WORK TASK: Would you please restate all of the entries exactly, apart from the pictures?

RECORDS TO PROCESS:
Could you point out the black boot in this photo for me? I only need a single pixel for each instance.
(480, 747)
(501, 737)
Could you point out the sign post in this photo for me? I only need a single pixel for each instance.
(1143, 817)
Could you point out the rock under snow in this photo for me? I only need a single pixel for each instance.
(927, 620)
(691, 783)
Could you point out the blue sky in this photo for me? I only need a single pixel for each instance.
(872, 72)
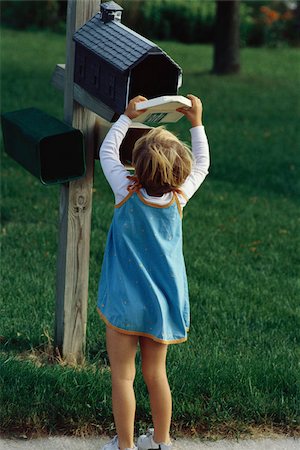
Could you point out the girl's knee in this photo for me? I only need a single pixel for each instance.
(153, 375)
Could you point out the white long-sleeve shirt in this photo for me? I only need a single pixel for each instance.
(116, 173)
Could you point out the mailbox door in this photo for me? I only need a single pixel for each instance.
(154, 76)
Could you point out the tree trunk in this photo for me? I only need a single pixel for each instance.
(227, 39)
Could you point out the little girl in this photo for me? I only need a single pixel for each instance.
(143, 293)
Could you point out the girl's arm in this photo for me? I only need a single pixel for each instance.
(201, 162)
(200, 148)
(113, 169)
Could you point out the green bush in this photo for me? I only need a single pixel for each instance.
(32, 15)
(263, 23)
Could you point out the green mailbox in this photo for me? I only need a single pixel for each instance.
(48, 148)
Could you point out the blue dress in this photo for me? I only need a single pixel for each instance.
(143, 285)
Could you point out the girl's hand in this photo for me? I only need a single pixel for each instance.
(194, 113)
(130, 111)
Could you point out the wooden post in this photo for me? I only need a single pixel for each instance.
(75, 212)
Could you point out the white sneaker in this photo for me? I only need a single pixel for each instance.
(114, 445)
(146, 442)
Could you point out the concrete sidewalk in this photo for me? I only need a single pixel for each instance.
(72, 443)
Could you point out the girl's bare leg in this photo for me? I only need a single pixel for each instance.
(154, 371)
(121, 350)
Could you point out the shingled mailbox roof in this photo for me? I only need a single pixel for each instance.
(115, 43)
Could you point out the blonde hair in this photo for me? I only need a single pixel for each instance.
(161, 161)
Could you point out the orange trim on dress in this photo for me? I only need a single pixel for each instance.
(138, 333)
(146, 202)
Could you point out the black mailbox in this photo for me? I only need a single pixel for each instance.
(114, 64)
(48, 148)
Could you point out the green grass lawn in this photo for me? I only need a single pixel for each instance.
(240, 366)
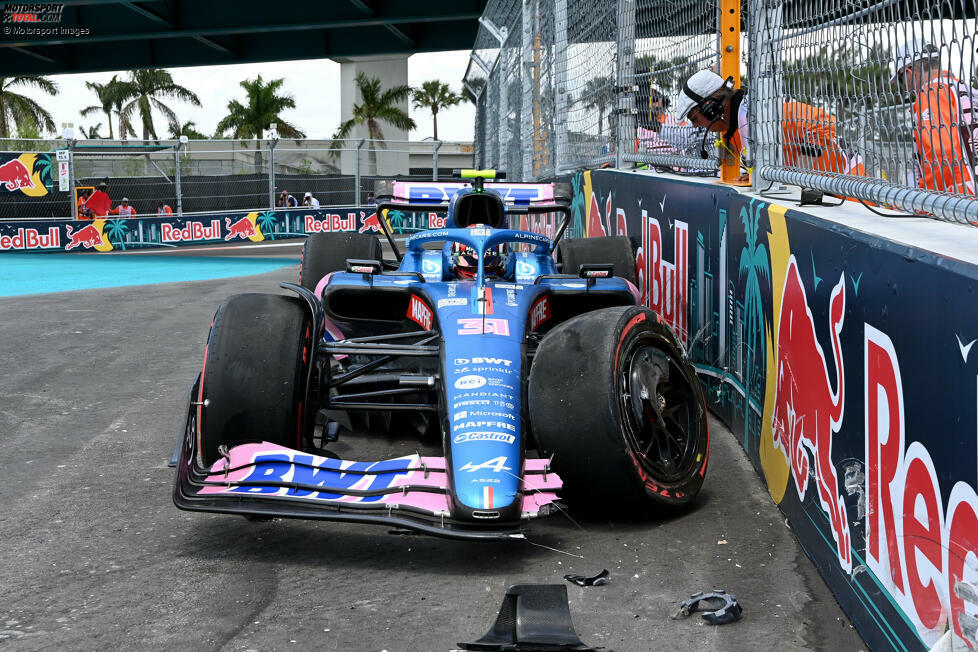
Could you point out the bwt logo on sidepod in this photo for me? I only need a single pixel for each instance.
(806, 411)
(470, 382)
(464, 361)
(14, 175)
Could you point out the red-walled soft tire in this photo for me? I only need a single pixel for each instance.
(619, 452)
(324, 253)
(254, 373)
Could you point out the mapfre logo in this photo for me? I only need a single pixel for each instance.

EXERCISE OUTPUT:
Could you point out the black boot in this photo for me? I only need a single pixel for each instance.
(480, 747)
(501, 737)
Could you point out the sign post in this photo for me? I only need a single pixel for each instance.
(1143, 817)
Could you point out the rock under snow in this photo for me? I only need a single pixel for each instance.
(927, 620)
(691, 783)
Could you point out the blue sky in this photo for me? I only need a single pixel for each instance.
(872, 72)
Could you point out the girl's knee in this photo for me? I only need a single pixel for each instance.
(153, 375)
Could you point out the white long-sleeve shirt in this photo for me? I only need a single pixel for each instance.
(116, 173)
Could you point out the mailbox door in this photo for me? I only need a single pixel for each instance.
(154, 76)
Could you point out the tree trunk in this photo for me? I only need a single pixel for each instance.
(227, 39)
Could you point out the little girl in this photo for me? I only need a single pixel for each instance.
(143, 293)
Could you point out the girl's arm in this photo for me? I only need a single pixel for each instance.
(201, 162)
(200, 148)
(113, 169)
Could you point out the green bush in this photo for me? I only need a single pixel for each instance.
(32, 15)
(263, 23)
Could you point out the green mailbox in this photo for me? I only need a single pixel for each instance.
(48, 148)
Could you point out the blue dress in this photo for me? I only need a single pixel for each instance.
(143, 285)
Could you point out the girl's hand in this photo for me? I only need a single pixel for each instance.
(194, 113)
(130, 111)
Could you point out the wooden post in this photo for me? I only need a single pixel for each instance.
(75, 212)
Could you point out the white sneaker in this photo for me? I only need a single pixel for each instance.
(114, 445)
(146, 442)
Could you point out the concrete sidewalk in this photo for me? I only need a single pixel for each instance.
(72, 443)
Could you point out the girl's bare leg in this photo for me? I only need a single pixel for each instance.
(154, 371)
(121, 350)
Could you point out the shingled mailbox roof in this photo for me? I only need a single pixel for each instance.
(115, 43)
Could you point out the blonde hair in this photo for me? I only need a single pixel for each instance.
(161, 161)
Could you point out the orange trim on dress in this photo for me? I only need a single pixel for each instance.
(138, 333)
(146, 202)
Could you point out the black mailbox in this photo for me? I only need a single pixel for each instance.
(114, 64)
(48, 148)
Could you point out the green grass lawn in this photo for me? I only need a single pixel for each instance.
(240, 366)
Could you point out the bwt logo on sidepod in this photo for me? I only need a single pixel for each instance.
(806, 411)
(470, 382)
(464, 361)
(14, 175)
Could you point out the red-walled soft tire in this photo for me? I only need a single pixel for each instance.
(619, 452)
(324, 253)
(254, 373)
Could you point out the mapfre logo in this photo for me? I only need a single pixel for each instance.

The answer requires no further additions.